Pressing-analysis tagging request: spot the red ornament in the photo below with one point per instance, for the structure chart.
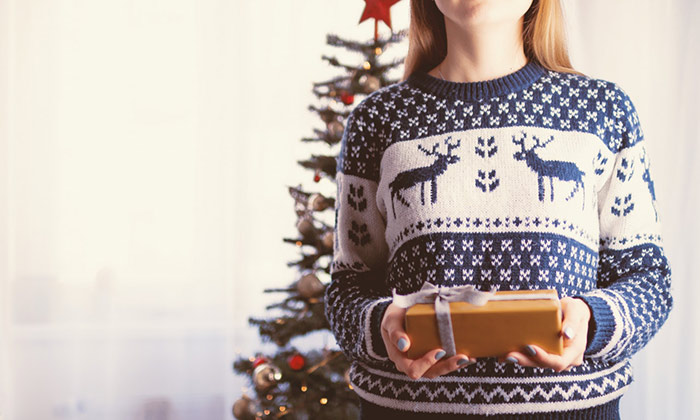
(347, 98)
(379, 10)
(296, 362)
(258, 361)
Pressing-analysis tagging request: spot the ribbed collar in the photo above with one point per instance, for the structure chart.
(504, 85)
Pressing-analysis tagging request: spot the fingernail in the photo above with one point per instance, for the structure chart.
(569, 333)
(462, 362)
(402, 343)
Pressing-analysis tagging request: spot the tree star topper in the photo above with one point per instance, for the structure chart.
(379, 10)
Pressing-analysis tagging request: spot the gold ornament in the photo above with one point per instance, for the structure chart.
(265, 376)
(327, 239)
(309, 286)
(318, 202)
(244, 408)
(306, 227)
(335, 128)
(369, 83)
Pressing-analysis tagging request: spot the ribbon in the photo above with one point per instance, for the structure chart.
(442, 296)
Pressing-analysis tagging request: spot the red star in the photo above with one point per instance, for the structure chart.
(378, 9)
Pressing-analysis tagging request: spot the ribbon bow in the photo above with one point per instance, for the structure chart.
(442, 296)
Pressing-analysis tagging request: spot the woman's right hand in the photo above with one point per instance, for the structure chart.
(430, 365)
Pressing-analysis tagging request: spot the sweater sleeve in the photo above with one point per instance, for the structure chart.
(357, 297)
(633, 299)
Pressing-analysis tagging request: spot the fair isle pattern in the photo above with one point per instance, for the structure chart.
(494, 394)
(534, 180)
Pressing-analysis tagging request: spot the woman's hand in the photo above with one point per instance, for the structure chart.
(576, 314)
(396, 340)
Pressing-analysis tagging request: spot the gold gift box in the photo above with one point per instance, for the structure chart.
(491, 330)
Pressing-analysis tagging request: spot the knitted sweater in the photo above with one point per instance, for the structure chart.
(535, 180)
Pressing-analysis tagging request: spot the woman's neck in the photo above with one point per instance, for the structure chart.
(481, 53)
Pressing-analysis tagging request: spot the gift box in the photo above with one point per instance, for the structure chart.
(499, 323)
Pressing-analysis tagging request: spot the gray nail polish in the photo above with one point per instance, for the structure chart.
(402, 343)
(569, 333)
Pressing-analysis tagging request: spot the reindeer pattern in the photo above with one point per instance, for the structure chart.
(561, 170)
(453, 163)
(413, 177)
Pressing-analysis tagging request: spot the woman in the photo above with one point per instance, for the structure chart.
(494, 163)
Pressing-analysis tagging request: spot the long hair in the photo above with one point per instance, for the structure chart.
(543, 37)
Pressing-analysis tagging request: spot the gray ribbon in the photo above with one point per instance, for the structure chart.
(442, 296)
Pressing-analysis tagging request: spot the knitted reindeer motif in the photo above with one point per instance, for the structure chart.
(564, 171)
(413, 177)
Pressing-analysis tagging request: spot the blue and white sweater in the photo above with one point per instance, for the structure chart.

==

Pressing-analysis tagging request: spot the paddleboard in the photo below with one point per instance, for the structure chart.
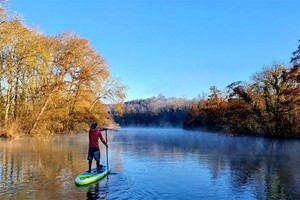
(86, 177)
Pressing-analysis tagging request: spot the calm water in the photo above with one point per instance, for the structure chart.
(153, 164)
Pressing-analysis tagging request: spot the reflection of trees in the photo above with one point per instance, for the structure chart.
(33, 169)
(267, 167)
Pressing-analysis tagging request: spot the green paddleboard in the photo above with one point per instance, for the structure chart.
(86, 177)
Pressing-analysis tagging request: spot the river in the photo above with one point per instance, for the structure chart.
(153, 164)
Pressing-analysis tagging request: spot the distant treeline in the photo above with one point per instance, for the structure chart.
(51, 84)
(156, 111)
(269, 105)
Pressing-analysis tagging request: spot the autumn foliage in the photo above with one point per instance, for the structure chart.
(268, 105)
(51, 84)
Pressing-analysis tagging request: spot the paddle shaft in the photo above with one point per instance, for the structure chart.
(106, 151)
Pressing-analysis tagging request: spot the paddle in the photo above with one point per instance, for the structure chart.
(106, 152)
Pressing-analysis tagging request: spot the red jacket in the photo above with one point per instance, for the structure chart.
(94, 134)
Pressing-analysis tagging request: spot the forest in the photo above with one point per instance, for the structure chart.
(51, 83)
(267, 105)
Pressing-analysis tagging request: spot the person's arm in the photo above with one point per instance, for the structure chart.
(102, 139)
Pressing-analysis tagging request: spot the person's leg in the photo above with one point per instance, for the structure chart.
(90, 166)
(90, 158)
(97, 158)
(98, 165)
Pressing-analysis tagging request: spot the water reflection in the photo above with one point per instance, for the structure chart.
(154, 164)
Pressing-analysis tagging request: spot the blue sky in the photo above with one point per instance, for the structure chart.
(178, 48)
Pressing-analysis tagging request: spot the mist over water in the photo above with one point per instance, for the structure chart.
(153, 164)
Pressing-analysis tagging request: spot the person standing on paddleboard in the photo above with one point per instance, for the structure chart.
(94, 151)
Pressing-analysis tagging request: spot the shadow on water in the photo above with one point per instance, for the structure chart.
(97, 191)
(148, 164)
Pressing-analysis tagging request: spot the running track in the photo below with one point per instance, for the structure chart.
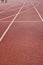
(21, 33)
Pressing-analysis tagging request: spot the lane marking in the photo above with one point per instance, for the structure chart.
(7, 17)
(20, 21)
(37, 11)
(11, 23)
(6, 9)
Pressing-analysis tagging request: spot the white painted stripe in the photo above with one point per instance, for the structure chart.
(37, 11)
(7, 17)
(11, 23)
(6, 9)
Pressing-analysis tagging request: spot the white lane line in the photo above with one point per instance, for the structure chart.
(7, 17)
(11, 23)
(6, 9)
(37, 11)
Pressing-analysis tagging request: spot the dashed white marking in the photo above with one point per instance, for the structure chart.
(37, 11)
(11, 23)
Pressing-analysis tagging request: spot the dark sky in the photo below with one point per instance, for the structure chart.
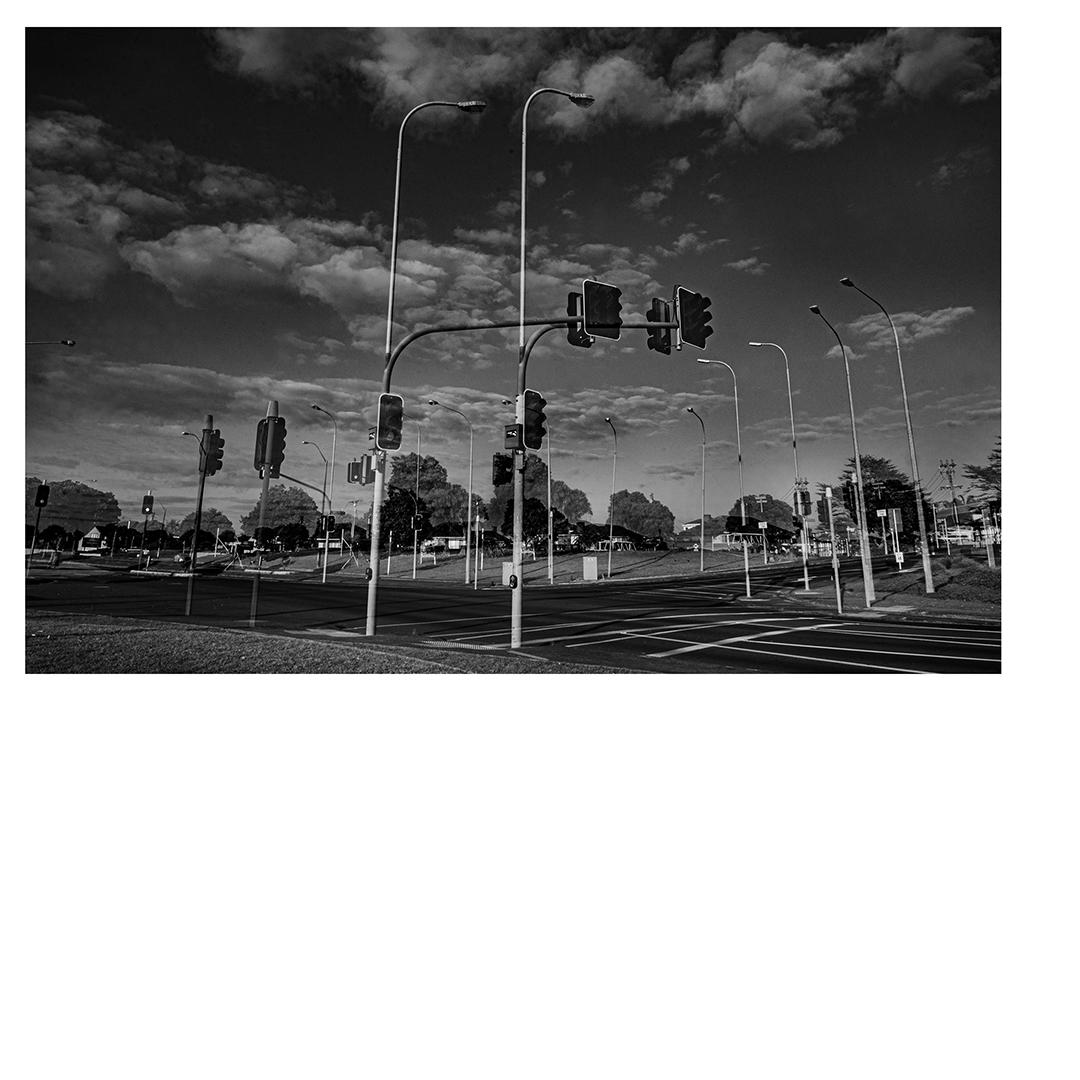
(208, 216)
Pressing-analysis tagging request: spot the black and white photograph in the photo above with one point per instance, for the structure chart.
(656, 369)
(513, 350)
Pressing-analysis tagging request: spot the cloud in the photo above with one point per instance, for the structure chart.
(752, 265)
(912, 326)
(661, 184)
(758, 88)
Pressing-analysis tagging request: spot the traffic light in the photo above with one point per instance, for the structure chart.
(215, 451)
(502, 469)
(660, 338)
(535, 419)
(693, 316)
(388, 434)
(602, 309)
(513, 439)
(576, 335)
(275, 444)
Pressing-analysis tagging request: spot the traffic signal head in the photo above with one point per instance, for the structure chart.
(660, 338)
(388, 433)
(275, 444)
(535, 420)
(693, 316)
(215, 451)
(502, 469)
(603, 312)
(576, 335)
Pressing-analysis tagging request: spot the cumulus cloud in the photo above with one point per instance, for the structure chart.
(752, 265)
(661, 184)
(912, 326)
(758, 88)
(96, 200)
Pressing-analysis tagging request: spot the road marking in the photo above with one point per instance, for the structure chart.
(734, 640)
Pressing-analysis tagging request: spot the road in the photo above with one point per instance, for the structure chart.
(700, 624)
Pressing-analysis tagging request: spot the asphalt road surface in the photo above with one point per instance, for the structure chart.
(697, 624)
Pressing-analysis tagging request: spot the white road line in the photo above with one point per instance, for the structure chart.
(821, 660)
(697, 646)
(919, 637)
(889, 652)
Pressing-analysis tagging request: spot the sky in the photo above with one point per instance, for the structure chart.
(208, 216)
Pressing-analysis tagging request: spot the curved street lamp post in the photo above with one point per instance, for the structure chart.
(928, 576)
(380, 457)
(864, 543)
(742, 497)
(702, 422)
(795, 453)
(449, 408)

_Work to do:_ Print the part of the records that opens with the line containing "Pressing-analysis tagging request: spot the knitted reindeer" and closes with the line containing "Pressing-analysis tagging request: spot the blue and", both lines included, reproducing every line without changes.

_Task response:_
Pressing-analysis tagging request: spot the knitted reindeer motif in the photo above with one point per instance, for the structure chart.
(564, 171)
(413, 177)
Pressing-analysis tagging request: spot the blue and white sweater in the photo above with one point per instance, for the structure chart.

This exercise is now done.